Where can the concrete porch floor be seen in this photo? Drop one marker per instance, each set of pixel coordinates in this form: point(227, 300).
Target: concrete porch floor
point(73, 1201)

* * *

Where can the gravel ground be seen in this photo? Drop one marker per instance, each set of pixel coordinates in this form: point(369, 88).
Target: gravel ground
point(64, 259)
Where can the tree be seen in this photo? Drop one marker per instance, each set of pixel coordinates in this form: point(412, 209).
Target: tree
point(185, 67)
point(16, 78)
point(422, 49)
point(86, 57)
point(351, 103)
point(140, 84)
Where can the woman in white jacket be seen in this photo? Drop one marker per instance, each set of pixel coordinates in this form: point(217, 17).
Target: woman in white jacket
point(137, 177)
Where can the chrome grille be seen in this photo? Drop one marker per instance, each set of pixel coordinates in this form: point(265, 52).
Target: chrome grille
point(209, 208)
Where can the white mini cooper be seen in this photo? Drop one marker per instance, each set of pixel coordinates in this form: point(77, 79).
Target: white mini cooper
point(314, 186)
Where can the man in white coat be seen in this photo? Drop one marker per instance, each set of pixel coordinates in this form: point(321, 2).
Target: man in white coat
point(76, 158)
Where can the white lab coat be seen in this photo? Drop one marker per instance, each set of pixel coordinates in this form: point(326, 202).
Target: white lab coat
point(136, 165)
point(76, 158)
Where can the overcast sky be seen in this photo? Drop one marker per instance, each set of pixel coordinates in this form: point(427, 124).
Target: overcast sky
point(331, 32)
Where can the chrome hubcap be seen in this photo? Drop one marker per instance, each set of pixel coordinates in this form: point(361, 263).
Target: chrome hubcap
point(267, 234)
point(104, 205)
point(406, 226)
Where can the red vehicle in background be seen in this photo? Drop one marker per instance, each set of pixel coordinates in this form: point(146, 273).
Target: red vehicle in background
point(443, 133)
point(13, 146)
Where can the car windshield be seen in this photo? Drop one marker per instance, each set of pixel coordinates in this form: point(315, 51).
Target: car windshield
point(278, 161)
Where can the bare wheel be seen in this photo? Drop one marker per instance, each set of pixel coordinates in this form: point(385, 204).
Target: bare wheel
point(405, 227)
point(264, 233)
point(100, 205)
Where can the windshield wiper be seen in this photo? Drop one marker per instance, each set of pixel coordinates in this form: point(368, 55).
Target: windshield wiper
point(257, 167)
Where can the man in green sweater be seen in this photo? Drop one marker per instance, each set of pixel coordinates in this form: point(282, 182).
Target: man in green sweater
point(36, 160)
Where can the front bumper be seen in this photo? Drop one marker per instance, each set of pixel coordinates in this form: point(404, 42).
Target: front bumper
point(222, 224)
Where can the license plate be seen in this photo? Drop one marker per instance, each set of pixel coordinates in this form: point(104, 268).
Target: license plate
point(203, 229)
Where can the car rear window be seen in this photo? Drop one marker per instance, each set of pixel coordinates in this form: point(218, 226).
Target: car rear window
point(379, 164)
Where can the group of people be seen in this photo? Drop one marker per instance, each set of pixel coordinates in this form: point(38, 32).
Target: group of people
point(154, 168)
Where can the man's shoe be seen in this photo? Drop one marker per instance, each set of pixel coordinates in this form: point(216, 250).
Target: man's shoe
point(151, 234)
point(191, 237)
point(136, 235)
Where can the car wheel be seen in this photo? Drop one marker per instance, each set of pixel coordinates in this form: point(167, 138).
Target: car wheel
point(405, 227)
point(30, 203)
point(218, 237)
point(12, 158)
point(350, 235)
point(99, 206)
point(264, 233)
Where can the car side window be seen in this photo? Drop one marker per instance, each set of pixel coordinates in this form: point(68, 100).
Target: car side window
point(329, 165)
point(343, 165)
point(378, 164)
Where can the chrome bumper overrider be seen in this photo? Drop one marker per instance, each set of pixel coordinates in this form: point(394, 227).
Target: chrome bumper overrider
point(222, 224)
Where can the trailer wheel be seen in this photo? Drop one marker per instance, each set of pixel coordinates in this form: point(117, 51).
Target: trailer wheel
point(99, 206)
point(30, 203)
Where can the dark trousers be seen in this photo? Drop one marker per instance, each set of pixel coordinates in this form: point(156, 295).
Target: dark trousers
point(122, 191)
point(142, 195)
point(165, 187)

# What is expected
Set down only the lines above that fall between the line holding "Where can the man in green" and the line holding "Where can the car side", inclusive, keeping each exact.

# Task response
Where can the man in green sweater be seen in this photo? Drop one marker per instance, each set of pixel coordinates in this form: point(282, 182).
Target: man in green sweater
point(36, 160)
Where can the front bumper be seen in this photo? Drop one marker per instance, each set of pixel coordinates in this form: point(404, 42).
Target: front bumper
point(222, 224)
Where can the license plate be seen in this photo? Drop one marker per instance, each set of pixel coordinates in this form: point(104, 268).
Target: license plate
point(203, 229)
Where can the car rear window be seen in this photo? Drop one marker per instance, each set of pixel coordinates in this form: point(218, 226).
Target: car rear window
point(379, 164)
Where can the group of people be seen in this photo? Drop one marker per instance, each set of pixel coordinates in this form: point(38, 32).
Target: group of people
point(154, 168)
Where can the man's shoe be seen in this photo? Drop one marker per instance, each set of pixel coordinates in this form: point(216, 250).
Target: man's shoe
point(151, 234)
point(191, 237)
point(136, 235)
Where can the car wheel be seen in this photo? Drop one marker per instance, each set of pixel coordinates in this form: point(167, 138).
Target: car wheel
point(405, 227)
point(30, 203)
point(218, 237)
point(12, 158)
point(350, 235)
point(99, 206)
point(264, 233)
Where can the car side window be seen in this photo? Drop one marker per instance, each set of pixel coordinates in this form: point(68, 100).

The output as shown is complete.